- **WORK REQUIRED**
Copy out every record below with complete accuracy.

————————

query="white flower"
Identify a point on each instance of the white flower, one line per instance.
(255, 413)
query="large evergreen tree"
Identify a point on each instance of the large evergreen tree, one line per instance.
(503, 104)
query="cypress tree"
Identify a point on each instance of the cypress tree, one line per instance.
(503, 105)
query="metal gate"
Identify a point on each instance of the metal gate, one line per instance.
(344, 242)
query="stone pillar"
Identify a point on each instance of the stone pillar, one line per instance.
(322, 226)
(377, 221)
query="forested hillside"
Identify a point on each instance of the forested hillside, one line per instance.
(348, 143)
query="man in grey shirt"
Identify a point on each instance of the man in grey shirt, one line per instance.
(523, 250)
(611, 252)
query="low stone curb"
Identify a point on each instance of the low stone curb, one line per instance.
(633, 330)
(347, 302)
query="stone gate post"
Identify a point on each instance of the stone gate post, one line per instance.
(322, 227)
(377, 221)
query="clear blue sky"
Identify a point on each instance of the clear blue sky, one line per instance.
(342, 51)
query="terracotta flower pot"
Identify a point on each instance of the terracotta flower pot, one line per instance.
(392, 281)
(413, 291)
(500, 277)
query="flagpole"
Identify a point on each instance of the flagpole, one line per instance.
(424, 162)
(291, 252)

————————

- **COMPLETED TASK**
query="white flower"
Identify a point on each instance of the white flower, one line per instance.
(255, 413)
query="large evergreen tree"
Identify a point on each instance of the large evergreen tree, one line per instance.
(503, 104)
query="cypress tree"
Identify a point on each instance of the cypress tree, one line per instance.
(503, 105)
query="metal gate"
Identify a point on each instance of the metal gate, one line per instance.
(344, 242)
query="stone pillar"
Identify a point on each instance of the stone pillar, one line per instance.
(322, 226)
(377, 221)
query="forested hillside"
Identify a point on each instance of the forested hillside, one line per instance.
(348, 143)
query="man in grey shirt"
Identify a point on each instance of the man in grey shirt, one line per instance.
(523, 250)
(611, 252)
query="low stone curb"
Identify a point on each instance of the low stone curb, one line per instance.
(633, 330)
(347, 302)
query="stone gate post"
Identify a point on each instance of the stone gate post, one line per instance.
(322, 227)
(377, 221)
query="clear blue sky"
Identify a point on each instance of the clear blue sky, one line per instance.
(342, 51)
query="terracotta flower pot"
Identify a point on each instance of the terracotta flower pot, one line per instance.
(392, 281)
(413, 291)
(500, 277)
query="flagpole"
Identify a point on each instance of the flagpole, one line per instance.
(424, 162)
(291, 252)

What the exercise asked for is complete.